Una nuova emarginazione, basata su diagnosi erronee di disabilità trasformate in etichette di “diversità” irrecuperabile, è in pieno sviluppo nel nostro paese e coinvolge un numero crescente di bambini e ragazzi.
Si riferiscono ad abilità considerate oggi importanti anche in una prospettiva lavorativa, come leggere bene e relazionarsi agli altri adeguatamente.
Spesso, infatti, ritardi di lettura vengono confusi con sintomi di dislessia, oppure si certifica l’autismo mentre si è di fronte a difficoltà del linguaggio, depressioni, mutismo selettivo, o persino transitorie timidezze.
Come può avvenire tutto ciò? E con quali conseguenze? Cosa ha portato all’esplosione di diagnosi, spesso senza fondamento, negli ultimi anni? Come liberare i bambini da etichette che compromettono l’intera loro esistenza e quella delle loro famiglie?
A queste e a molte altre domande risponde Michele Zappella. La ricca casistica e la profonda esperienza clinica e di ricerca dell’autore chiamano in causa la scuola, gli operatori professionali e le politiche di “sostegno” alla diversità. Zappella invita i genitori e gli educatori ad aprire gli occhi e a non cedere al fascino (in)discreto dell’etichetta, e i professionisti a mantenere aggiornata la cultura specialistica, sperimentando nuove modalità di approccio ai bambini che ne stimolino fantasia e creatività. Gli effetti possono essere sorprendenti!

• _Dati in esame_:
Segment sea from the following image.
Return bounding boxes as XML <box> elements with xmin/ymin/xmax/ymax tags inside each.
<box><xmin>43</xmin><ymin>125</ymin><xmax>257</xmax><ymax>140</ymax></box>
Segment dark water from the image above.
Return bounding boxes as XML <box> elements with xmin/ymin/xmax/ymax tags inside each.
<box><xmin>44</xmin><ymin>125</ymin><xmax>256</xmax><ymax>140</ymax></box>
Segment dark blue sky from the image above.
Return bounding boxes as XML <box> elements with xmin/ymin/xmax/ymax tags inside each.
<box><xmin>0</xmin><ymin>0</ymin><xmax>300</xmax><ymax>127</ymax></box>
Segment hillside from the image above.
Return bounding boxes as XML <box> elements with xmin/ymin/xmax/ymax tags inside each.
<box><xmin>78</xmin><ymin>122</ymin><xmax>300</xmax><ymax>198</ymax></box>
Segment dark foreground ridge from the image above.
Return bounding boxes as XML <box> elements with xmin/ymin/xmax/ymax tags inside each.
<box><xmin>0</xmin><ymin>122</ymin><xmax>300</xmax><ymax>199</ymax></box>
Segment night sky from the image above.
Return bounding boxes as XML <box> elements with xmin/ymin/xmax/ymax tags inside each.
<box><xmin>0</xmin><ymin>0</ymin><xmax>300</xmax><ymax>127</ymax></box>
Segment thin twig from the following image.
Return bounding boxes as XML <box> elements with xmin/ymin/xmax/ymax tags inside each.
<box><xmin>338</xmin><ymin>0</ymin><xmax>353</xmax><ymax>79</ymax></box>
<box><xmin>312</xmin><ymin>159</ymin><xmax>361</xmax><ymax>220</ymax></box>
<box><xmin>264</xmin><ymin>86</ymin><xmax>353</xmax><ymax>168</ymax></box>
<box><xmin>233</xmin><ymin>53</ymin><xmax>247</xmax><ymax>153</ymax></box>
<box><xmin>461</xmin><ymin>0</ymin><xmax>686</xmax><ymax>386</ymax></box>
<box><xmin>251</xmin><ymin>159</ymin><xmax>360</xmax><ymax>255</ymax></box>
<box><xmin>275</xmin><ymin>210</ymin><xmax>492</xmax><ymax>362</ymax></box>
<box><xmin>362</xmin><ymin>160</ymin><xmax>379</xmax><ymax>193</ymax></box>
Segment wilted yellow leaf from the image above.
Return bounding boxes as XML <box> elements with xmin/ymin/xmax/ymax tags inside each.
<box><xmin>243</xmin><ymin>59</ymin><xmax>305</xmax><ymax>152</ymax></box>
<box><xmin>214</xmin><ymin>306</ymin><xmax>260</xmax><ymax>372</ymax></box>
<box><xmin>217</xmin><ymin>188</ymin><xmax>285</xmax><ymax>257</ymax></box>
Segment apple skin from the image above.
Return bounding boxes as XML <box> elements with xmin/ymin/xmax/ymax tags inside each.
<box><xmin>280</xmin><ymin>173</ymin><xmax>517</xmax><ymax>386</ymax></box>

• _Compito assegnato 1_:
Riproduci fedelmente il passo del testo sulle diagnosi erronee di disabilità nei bambini che si apre con le parole contenenti "Come può avvenire" e si chiude con "possono essere sorprendenti!".
• _Compito assegnato 2_:
Nel testo sulle diagnosi erronee di disabilità nei bambini, con che cosa vengono spesso confusi i ritardi di lettura?
• _Compito assegnato 3_:
Prosegui il testo sulle diagnosi erronee di disabilità nei bambini, ripartendo subito dopo la sua ultima frase.
I record non hanno alcun ruolo in ciò che viene richiesto.

• _Risposta scritta 1_:
Come può avvenire tutto ciò? E con quali conseguenze? Cosa ha portato all’esplosione di diagnosi, spesso senza fondamento, negli ultimi anni? Come liberare i bambini da etichette che compromettono l’intera loro esistenza e quella delle loro famiglie?
A queste e a molte altre domande risponde Michele Zappella. La ricca casistica e la profonda esperienza clinica e di ricerca dell’autore chiamano in causa la scuola, gli operatori professionali e le politiche di “sostegno” alla diversità. Zappella invita i genitori e gli educatori ad aprire gli occhi e a non cedere al fascino (in)discreto dell’etichetta, e i professionisti a mantenere aggiornata la cultura specialistica, sperimentando nuove modalità di approccio ai bambini che ne stimolino fantasia e creatività. Gli effetti possono essere sorprendenti!

• _Risposta scritta 2_:
Con sintomi di dislessia.

• _Risposta scritta 3_:
Come possono malattie a base genetica aver avuto un’impennata così straordinaria in così breve tempo? E se la diagnosi fosse errata o impropria, o “di comodo”? E, ancora, se l’esclusione dei bambini “non conformi” viaggiasse sotto le mentite spoglie di un’integrazione apparente e ipocrita?
La frequenza con cui oggi ci si imbatte in bambini ai quali viene diagnosticata una patologia neurologica, sia essa la dislessia, la discalculia, l’autismo o l’iperattività, lascia allibiti e preoccupati.
Da uno dei massimi esperti e studiosi di neuropsichiatria infantile, un libro che risuona come una denuncia e lancia un campanello d’allarme impossibile da ignorare, poiché ci fa entrare nelle pieghe dell’”epidemia” diagnostica che sta investendo i nostri bambini e i loro genitori.